Фрагмент текста
#####

Не случайно именно в 1910-е годы в его поэзию особенно широко вторгается стихия крестьянского фольклора, устной народной поэзии. Легенды, предания, притчи, сказания, частушки, лирические сельские песни, «страдания», прибаутки и присказки – россыпи мудрости народной – заполняют страницы рассказов и повестей, преображенные, становятся стихами («Два голоса», «Святогор», «Мачеха», «Отрава», «Невеста», «Святогор и Илья», «Князь Всеслав», «Мне вечор, младой…», «Аленушка» и т. д.).
Поэзия Бунина окончательно утверждается как поэзия глубоко национальная. И тут снова обнажается глубокая межа, резко отделяющая Бунина от декадентского лагеря, в частности от «старших символистов». Национальное, русское было в общем-то если не чуждым, то второстепенным, скажем, «латинянину» Вячеславу Иванову (не случайно затем принявшему католичество), ученику Моммзена, филологу и археологу, человеку феноменальных, энциклопедических знаний, – как и другим: кабинетному богоискателю и литератору-метафизику Мережковскому, сыну камергера двора, или внуку пробочного короля, книжному эрудиту Брюсову. Скорее можно найти точки соприкосновения у Бунина с «младшими символистами», и прежде всего со столь нелюбимым им Блоком, но Блоком, уже преодолевшим туманно-мистические дали своего «первого тома», Блоком – автором «Родины» и «На поле Куликовом». Этот поворот к национальному происходит в творчестве Блока в те же самые годы, когда появились и бунинские произведения, широко запечатлевшие деревенскую Русь.
Достойно упоминания и то, что проза Блока, хотя и оставшаяся неразвернутой, фрагментарной, позволяет, однако, и тут наметить любопытную перекличку. Забегая вперед, отметим, что проза эта, вспаханная плугом поэта, обнаруживает некоторые черты, принципиально близкие бунинской эстетической – и даже шире – исторической концепции.

#####

Исходные данные
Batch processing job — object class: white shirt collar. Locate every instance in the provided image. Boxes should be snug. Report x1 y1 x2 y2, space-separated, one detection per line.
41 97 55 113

#####

Задания
1. Продублируйте, пожалуйста, часть фрагмента о поэзии Бунина, начиная со слов "Достойно упоминания и" и далее вплоть до слов "шире – исторической концепции.".
2. Назовите всех людей, кроме самого Бунина, которые упомянуты по фамилии во фрагменте о поэзии Бунина.
3. Допишите продолжение фрагмента о поэзии Бунина, начав сразу после его последнего предложения.

Ответы к заданиям
1.
Достойно упоминания и то, что проза Блока, хотя и оставшаяся неразвернутой, фрагментарной, позволяет, однако, и тут наметить любопытную перекличку. Забегая вперед, отметим, что проза эта, вспаханная плугом поэта, обнаруживает некоторые черты, принципиально близкие бунинской эстетической – и даже шире – исторической концепции.

2. Вячеслав Иванов, Моммзен, Мережковский, Брюсов, Блок.

3.
В одном и том же 1921 году написаны рассказ Бунина «Косцы» и элегия Блока «Ни сны, ни явь», отпевающие старую Россию. Поразивший Блока эпизод становится отправной точкой для самых широких лирических размышлений о судьбе страны: «Мы сидели на закате всем семейством под липами и пили чай. За сиренями из оврага уже поднимался туман. Стало слышно, как точат косы. Соседние мужики вышли косить купеческий луг… Вдруг один из них завел песню. Без усилия полился и сразу наполнил и овраг, и рощу, и сад сильный серебристый тенор… Я не знаю, не разбираю слов; а песня все растет. Соседние мужики никогда еще так не пели. Мне неловко сидеть, щекочет в горле, хочется плакать…» и т. д.
Правда, у Блока лишь намечено то, что Бунин превращает в звучащую и поэтическую картину, да и слова песни Бунин, в отличие от Блока, не только «разбирает» – он знает их сызмальства: «Мы шли по большой дороге, а они косили в молодом березовом лесу поблизости от нее – и пели ‹…›. Они косили и пели, и весь березовый лес, еще не утративший густоты и свежести, еще полный цветов и запахов, звучно откликался им. ‹…› Казалось, что нет, да и никогда не было, ни времени, ни деления его на века, на годы в этой забытой – или благословенной – Богом стране. И они шли и пели среди ее вечной полевой тишины, простоты и первобытности с какой-то былинной свободой и беззаветностью. И березовый лес принимал и подхватывал их песню так же свободно и вольно, как они пели…»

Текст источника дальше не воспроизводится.